§ Items from a dataset:
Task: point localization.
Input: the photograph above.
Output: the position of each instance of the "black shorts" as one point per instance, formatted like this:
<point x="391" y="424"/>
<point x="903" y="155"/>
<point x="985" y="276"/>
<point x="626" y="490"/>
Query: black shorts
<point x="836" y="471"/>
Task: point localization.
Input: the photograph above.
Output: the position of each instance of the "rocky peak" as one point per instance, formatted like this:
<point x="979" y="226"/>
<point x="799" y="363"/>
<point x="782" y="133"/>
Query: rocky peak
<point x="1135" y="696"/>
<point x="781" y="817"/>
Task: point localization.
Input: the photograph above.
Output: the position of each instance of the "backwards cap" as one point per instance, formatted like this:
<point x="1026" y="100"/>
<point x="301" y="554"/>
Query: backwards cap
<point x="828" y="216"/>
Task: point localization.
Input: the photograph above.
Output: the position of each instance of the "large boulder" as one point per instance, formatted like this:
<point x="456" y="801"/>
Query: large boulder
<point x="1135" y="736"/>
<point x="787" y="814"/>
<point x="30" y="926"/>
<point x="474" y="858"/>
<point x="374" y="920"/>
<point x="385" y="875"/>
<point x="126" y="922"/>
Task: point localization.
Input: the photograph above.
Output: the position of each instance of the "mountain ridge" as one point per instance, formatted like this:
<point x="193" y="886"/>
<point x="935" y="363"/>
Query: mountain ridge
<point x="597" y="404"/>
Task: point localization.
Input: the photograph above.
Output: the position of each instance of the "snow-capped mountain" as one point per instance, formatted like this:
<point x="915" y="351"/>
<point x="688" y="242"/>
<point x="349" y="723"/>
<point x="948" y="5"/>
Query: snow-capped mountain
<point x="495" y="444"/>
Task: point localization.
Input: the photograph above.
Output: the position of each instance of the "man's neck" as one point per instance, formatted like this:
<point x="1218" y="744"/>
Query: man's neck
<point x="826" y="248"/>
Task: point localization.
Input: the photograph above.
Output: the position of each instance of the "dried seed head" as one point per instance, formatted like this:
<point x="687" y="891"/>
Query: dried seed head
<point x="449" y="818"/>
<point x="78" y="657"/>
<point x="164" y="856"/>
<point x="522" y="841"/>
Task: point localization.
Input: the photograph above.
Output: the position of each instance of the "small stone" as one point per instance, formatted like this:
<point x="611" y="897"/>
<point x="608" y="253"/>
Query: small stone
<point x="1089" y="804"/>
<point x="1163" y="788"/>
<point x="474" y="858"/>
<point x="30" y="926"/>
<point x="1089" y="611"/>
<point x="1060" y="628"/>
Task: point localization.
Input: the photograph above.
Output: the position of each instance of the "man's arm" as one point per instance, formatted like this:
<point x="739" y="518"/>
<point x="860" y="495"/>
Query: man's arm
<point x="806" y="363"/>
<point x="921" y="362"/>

§ Work to be completed: All entries above are to be transcribed verbatim.

§ Exercise solution:
Task: point localization.
Input: the photograph above.
Output: the position of each instance of the "black shorts" as one point per instance, formatted like this:
<point x="391" y="424"/>
<point x="903" y="155"/>
<point x="985" y="276"/>
<point x="626" y="490"/>
Query: black shorts
<point x="836" y="471"/>
Task: point localization.
Input: the photograph above.
Output: the position of each instance of the "rocky peak" as one point per instance, formatted like this:
<point x="979" y="226"/>
<point x="799" y="363"/>
<point x="782" y="133"/>
Query: rocky peak
<point x="1135" y="696"/>
<point x="781" y="817"/>
Task: point localization.
Input: the photograph above.
Output: the position of each instance of the "backwards cap" as one point per instance, formatted like this:
<point x="1026" y="100"/>
<point x="301" y="554"/>
Query: backwards cap
<point x="828" y="216"/>
Task: point localization.
Input: the photograph above.
Output: the position of each instance of the "large boulder" as one point per instance, formatted like this:
<point x="456" y="801"/>
Query: large boulder
<point x="1135" y="736"/>
<point x="787" y="814"/>
<point x="30" y="926"/>
<point x="474" y="858"/>
<point x="374" y="920"/>
<point x="385" y="875"/>
<point x="126" y="922"/>
Task: point localization.
Input: the photograph above.
Output: the position of each instance of the "mountain ridge" as one point per instance, formatted like this:
<point x="193" y="886"/>
<point x="935" y="363"/>
Query: mountain ridge
<point x="597" y="404"/>
Task: point localization.
Input: the photograph above.
Output: the position of each instance of the "snow-capped mountain" as one point per instance, formatted like this:
<point x="915" y="351"/>
<point x="688" y="242"/>
<point x="349" y="723"/>
<point x="948" y="5"/>
Query: snow-capped mountain
<point x="495" y="444"/>
Task: point localization.
Input: the photograph above.
Output: the position of each instance of the "man's neck" as one point per instance, formatted like this:
<point x="1218" y="744"/>
Query: man's neck
<point x="826" y="248"/>
Task: point localization.
Input: the photograph above.
Output: the position of each instance of the "dried seed head" as one point per instance, formatted like this:
<point x="687" y="891"/>
Query: dried seed head
<point x="449" y="818"/>
<point x="78" y="657"/>
<point x="164" y="856"/>
<point x="522" y="841"/>
Task: point localization.
Input: the photograph above.
Output: the position of each instance of the "small stone" as one point per instance, formatted like this:
<point x="611" y="897"/>
<point x="608" y="253"/>
Query: small stone
<point x="1089" y="804"/>
<point x="1163" y="788"/>
<point x="474" y="858"/>
<point x="30" y="926"/>
<point x="1089" y="611"/>
<point x="1060" y="628"/>
Task: point localization.
Input: the photograph above.
Output: the position of each instance of the "man's arm" as one point per instance, formatted like this:
<point x="739" y="518"/>
<point x="860" y="495"/>
Query: man's arm
<point x="806" y="363"/>
<point x="921" y="362"/>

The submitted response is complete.